Dataset excerpts -
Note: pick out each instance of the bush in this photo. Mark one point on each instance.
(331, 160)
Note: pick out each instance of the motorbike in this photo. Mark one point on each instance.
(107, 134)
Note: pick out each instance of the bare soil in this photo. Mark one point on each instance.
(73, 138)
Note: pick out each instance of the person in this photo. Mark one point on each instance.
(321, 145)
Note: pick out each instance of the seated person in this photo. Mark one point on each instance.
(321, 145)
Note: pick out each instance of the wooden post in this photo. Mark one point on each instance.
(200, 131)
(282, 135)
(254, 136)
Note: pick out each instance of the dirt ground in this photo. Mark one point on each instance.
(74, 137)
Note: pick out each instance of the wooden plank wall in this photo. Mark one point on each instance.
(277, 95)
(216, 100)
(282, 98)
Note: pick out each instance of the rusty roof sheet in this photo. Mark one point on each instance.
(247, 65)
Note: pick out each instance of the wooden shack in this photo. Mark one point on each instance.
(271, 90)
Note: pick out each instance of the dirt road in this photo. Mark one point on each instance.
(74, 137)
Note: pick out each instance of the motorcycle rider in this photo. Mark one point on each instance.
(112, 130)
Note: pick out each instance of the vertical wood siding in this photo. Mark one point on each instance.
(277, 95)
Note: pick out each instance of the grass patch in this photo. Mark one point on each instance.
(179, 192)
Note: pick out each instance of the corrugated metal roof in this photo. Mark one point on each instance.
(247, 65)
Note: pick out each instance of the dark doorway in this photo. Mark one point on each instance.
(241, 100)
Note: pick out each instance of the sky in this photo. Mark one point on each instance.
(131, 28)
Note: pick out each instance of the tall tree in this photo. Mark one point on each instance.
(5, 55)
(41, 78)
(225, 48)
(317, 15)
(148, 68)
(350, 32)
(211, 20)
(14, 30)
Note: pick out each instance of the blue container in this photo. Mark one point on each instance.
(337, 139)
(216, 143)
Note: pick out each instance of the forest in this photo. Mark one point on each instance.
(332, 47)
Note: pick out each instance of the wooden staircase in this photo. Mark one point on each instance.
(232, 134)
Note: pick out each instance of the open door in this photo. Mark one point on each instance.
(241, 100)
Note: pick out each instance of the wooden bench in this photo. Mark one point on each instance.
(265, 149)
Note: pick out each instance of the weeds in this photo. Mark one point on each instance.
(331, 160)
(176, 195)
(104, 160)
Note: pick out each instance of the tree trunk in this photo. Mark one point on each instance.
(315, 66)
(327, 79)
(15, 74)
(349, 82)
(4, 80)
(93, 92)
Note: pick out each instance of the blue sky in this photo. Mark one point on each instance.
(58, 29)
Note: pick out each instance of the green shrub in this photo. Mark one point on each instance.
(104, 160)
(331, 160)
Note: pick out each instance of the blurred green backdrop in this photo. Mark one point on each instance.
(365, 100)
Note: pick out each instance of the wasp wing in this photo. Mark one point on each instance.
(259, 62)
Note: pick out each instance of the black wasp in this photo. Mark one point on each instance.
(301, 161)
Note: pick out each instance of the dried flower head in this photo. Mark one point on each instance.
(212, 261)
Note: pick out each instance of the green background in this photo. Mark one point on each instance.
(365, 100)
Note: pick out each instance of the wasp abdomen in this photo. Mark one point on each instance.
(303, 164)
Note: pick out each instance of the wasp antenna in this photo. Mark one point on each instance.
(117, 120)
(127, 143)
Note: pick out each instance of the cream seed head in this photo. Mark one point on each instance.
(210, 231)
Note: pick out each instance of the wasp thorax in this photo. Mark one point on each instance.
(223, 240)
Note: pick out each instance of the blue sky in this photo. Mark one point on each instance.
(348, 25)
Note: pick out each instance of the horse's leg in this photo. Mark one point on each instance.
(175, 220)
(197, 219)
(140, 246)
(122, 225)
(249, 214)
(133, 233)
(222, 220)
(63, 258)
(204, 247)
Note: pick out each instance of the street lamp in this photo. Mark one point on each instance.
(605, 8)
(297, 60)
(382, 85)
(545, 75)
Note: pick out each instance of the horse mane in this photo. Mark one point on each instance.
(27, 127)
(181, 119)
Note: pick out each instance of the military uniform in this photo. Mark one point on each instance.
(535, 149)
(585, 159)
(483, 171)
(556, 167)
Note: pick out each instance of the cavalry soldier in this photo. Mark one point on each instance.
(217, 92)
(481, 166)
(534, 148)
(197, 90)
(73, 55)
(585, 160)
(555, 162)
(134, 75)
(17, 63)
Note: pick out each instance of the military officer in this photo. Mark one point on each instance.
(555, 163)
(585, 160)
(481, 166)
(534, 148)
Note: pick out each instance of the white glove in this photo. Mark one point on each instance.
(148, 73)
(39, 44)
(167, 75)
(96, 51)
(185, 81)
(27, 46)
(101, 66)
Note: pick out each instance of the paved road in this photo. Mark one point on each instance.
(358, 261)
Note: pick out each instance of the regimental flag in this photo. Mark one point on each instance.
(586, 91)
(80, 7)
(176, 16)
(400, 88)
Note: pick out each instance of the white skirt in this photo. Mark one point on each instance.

Task brief -
Rewrite all the records above, putting "Place" wherever "Mark" appears and leaving everything else as it is.

Exercise solution -
Note: pick out each instance of the bush in this photo. Place one point on each instance.
(331, 160)
Note: pick out each instance of the motorbike in this photo. Place one point on each instance.
(107, 134)
Note: pick out each instance of the bare soil in this photo. Place one point on each instance.
(73, 138)
Note: pick out each instance of the person in this photo. Place one point on each instance.
(321, 145)
Note: pick out each instance of the seated person in this photo. Place one point on each instance.
(321, 145)
Note: pick out each instance of the wooden post in this photo. Place one point on each instance.
(200, 131)
(282, 135)
(254, 136)
Note: pick out each instance of the dirt ground in this photo. Place one point on each instance.
(74, 137)
Note: pick out each instance of the wooden plank wall in this photo. Place one point on each instance.
(277, 95)
(216, 100)
(282, 98)
Note: pick out each instance of the rusty roof sheet in this photo. Place one point on each instance.
(247, 65)
Note: pick out each instance of the wooden shack in this photo. Place one point on each instance.
(271, 90)
Note: pick out each instance of the dirt road in this photo. Place one point on each instance.
(74, 137)
Note: pick out each instance of the motorcycle rider in this photo. Place one point on each instance.
(112, 130)
Note: pick out each instance of the vertical wood siding in this photo. Place one point on each instance.
(277, 95)
Note: pick out each instance of the grass patch in this photo. Place one point on each instance.
(179, 192)
Note: pick out each instance of the corrugated metal roof in this photo. Place one point on each instance.
(247, 65)
Note: pick out each instance of the dark doorway in this photo. Place one point on each instance.
(241, 100)
Note: pick out each instance of the sky in this photo. Place one point on each instance.
(131, 28)
Note: pick out each instance of the tall tree in this photo. Place one point on each instance.
(5, 55)
(41, 78)
(225, 48)
(317, 15)
(148, 68)
(350, 32)
(211, 20)
(14, 30)
Note: pick out each instance of the blue container in this photo. Place one point on each instance.
(337, 139)
(216, 143)
Note: pick out each instance of the forest in this photo. Place one point on each instance.
(332, 47)
Note: pick out each instance of the wooden staircase in this photo. Place one point on each instance.
(232, 134)
Note: pick out each instance of the open door in this photo. Place one point on each instance.
(241, 100)
Note: pick out each instance of the wooden bench in this photo. Place one point on each instance.
(265, 149)
Note: pick out each instance of the weeds in this photo. Place one point on each instance.
(331, 160)
(176, 195)
(104, 160)
Note: pick out each instance of the tree trunk in this photo. Place one point on each instance.
(315, 66)
(327, 79)
(15, 74)
(349, 82)
(4, 80)
(93, 92)
Note: pick out each instance of the blue sky in this photo. Place one point on each instance.
(58, 29)
Note: pick out each instance of the green shrub in this photo. Place one point on each instance.
(104, 160)
(331, 160)
Note: pick out each instance of the blurred green backdrop in this photo. Place one point on each instance.
(365, 100)
Note: pick out each instance of the wasp wing in this photo. Place one point on each instance.
(259, 62)
Note: pick out each instance of the black wasp in this photo. Place one point on each instance.
(301, 161)
Note: pick out each instance of the dried flower head in this photo. Place one point on each instance.
(212, 261)
Note: pick out each instance of the green background in this photo. Place one point on each instance.
(365, 100)
Note: pick out each instance of the wasp abdomen in this photo. Place one point on each instance.
(303, 164)
Note: pick out each instance of the wasp antenna in this photo. Place one point on each instance.
(117, 120)
(127, 143)
Note: pick out each instance of the cream seed head in this photo. Place one point on each instance.
(210, 231)
Note: pick out each instance of the wasp thorax in this photo. Place one point on each instance.
(223, 240)
Note: pick out each instance of the blue sky in this photo. Place one point on each instance.
(348, 25)
Note: pick out each instance of the horse's leg in this photo. Place one point on each instance.
(175, 220)
(197, 219)
(140, 246)
(122, 225)
(249, 214)
(133, 233)
(222, 220)
(63, 258)
(204, 247)
Note: pick out each instance of the street lamp in this photo. Place one point on each instance.
(605, 8)
(297, 60)
(382, 85)
(545, 75)
Note: pick out each instance of the horse mane in this photo. Place one point on each instance.
(27, 127)
(181, 119)
Note: pick out each instance of the military uniform in this photo. Place one point on each instance.
(535, 149)
(585, 159)
(483, 171)
(556, 167)
Note: pick out each instance of the cavalry soldier in this photo. Place one point on each instance.
(217, 92)
(481, 166)
(534, 148)
(197, 90)
(73, 55)
(585, 160)
(555, 162)
(134, 75)
(17, 63)
Note: pick out each instance of the military officer in this photo. Place one point on each instance.
(555, 163)
(585, 160)
(481, 166)
(534, 148)
Note: pick out each instance of the white glove in this photo. Place one point on each instance.
(148, 73)
(39, 44)
(167, 75)
(96, 51)
(185, 81)
(27, 46)
(101, 66)
Note: pick out each instance of the paved road in this photo. Place one point on each instance.
(358, 261)
Note: pick out each instance of the regimental flag in this photo. Place one point on each instance.
(586, 91)
(80, 7)
(176, 16)
(400, 88)
Note: pick out each instance of the white skirt in this photo. Place one point on each instance.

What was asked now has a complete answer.